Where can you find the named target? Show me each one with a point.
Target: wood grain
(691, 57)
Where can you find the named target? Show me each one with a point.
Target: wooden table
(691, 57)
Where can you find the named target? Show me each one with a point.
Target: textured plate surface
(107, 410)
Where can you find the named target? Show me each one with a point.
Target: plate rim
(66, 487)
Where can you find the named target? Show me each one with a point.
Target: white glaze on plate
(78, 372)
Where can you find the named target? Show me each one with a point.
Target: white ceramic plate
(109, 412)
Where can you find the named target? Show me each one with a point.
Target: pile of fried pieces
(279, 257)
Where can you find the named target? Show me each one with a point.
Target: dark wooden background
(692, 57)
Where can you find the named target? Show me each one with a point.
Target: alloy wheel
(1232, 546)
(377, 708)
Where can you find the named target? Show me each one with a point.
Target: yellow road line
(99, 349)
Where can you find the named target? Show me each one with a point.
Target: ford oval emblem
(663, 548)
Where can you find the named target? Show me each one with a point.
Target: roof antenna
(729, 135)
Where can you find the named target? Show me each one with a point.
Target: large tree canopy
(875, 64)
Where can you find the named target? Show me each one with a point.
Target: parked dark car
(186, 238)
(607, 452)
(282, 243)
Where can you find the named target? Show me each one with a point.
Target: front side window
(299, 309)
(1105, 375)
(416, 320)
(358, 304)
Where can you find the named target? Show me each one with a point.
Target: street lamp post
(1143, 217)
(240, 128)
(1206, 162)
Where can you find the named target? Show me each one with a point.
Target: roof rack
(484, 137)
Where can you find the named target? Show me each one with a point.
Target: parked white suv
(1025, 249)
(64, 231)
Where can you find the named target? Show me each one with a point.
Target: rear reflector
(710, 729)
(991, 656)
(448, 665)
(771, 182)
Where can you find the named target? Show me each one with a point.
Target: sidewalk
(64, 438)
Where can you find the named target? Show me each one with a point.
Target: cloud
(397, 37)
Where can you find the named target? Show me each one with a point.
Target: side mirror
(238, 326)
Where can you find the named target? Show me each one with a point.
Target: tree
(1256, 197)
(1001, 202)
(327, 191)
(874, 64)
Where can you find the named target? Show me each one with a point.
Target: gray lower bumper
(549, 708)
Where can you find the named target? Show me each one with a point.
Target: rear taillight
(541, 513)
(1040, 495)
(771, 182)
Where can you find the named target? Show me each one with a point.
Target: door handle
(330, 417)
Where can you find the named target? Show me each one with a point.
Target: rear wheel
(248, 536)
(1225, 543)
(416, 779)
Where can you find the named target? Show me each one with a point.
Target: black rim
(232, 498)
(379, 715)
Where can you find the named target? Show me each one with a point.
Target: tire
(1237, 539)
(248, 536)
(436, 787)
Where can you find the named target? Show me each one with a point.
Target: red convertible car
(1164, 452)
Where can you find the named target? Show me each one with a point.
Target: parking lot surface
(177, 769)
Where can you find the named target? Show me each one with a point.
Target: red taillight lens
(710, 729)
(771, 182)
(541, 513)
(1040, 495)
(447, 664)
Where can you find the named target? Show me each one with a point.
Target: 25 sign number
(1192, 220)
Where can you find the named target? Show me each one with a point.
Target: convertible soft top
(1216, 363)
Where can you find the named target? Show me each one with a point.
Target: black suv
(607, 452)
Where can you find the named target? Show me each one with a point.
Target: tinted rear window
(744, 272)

- What needs to be done
Repeat every entry exactly as written above.

- Final answer
Where can you find the named target? Show me each one with a point.
Target: wood grain
(691, 57)
Where can you find the named target? Show me each one with a point.
Target: wooden table
(691, 57)
Where can you find the named target? Show me each one with a point.
Target: textured plate surface
(107, 410)
Where can you find the named target? Show me each one with a point.
Target: plate rim
(66, 487)
Where can you find the named target? Show me each one with a point.
Target: white glaze on plate
(78, 372)
Where can you find the named target? Show me each one with a point.
Target: white ceramic plate
(109, 412)
Where can you find the named target? Show me each one with a point.
Target: pile of fried pieces
(279, 257)
Where can you find the named target? Show me each one with a point.
Target: dark wooden background
(692, 57)
Where can you find the named target? Show me each one with a point.
Target: alloy wheel
(1232, 546)
(377, 708)
Where can you find the named target? Show me each one with a point.
Target: yellow road line
(99, 349)
Where can you find the named target? Show me each one with a point.
Target: ford oval emblem
(663, 548)
Where can you find the named target? Show me each one with a point.
Target: roof antenna
(729, 135)
Where can you find the named target? Show me each one with a point.
Target: large tree canopy
(875, 64)
Where can you find the named target? Show me each one with a point.
Target: parked dark car
(186, 238)
(607, 452)
(282, 243)
Where can you find the named target? Show me each one with a point.
Target: front side window
(299, 309)
(1105, 375)
(416, 320)
(358, 304)
Where can you find the named target? Show me each one with a point.
Target: street lamp post
(1143, 217)
(240, 128)
(1206, 162)
Where can you find the named target? Show me each one with a point.
Target: roof rack
(484, 137)
Where can you find the named target? Show me each one with a point.
Target: parked white suv
(1025, 249)
(64, 231)
Where can you find the named target? Show me each one with a point.
Target: rear reflector
(710, 729)
(991, 656)
(448, 665)
(771, 182)
Where can you find the named target? Show me each one with a point.
Target: sidewalk
(64, 438)
Where can you find the named target? Show me each one with a point.
Target: cloud
(397, 37)
Where can you find the named target? Show me each one with a point.
Target: side mirror
(238, 326)
Where can you find the named target? Show me each one with a point.
Target: tree
(1256, 197)
(1001, 202)
(327, 191)
(874, 64)
Where can you find the named target? Show me each one with a point.
Target: gray lower bumper
(549, 708)
Where can you find the named target? Show me each one with a point.
Target: rear taillight
(541, 513)
(1040, 495)
(771, 182)
Where can you find the named target? Show me each one with a point.
Target: door handle
(330, 417)
Where can you find the named target? Show me each one with a point.
Target: rear wheel
(248, 536)
(1225, 543)
(416, 779)
Where can you find the named target? Show me each one with a point.
Target: black rim
(232, 498)
(379, 715)
Where can you find the named target? Show me each one with a point.
Target: tire
(1237, 539)
(248, 536)
(436, 787)
Where can you find the named target? Show me each one with a point.
Target: red convertible car
(1164, 452)
Where can you find the named target? Show me each one with a point.
Target: parking lot surface
(177, 769)
Where can you find the named target? Show me each one with a point.
Target: red taillight lens
(710, 729)
(771, 182)
(541, 513)
(1040, 495)
(447, 664)
Where can you find the named target? Show me each one with a point.
Target: 25 sign number
(1192, 220)
Where can you find the named target? Show me each one with a point.
Target: convertible soft top
(1216, 363)
Where can you find the named target? Show me each one with a point.
Target: black suv
(607, 452)
Where can you find the named target? Show me each one with a point.
Target: tinted rear window
(744, 272)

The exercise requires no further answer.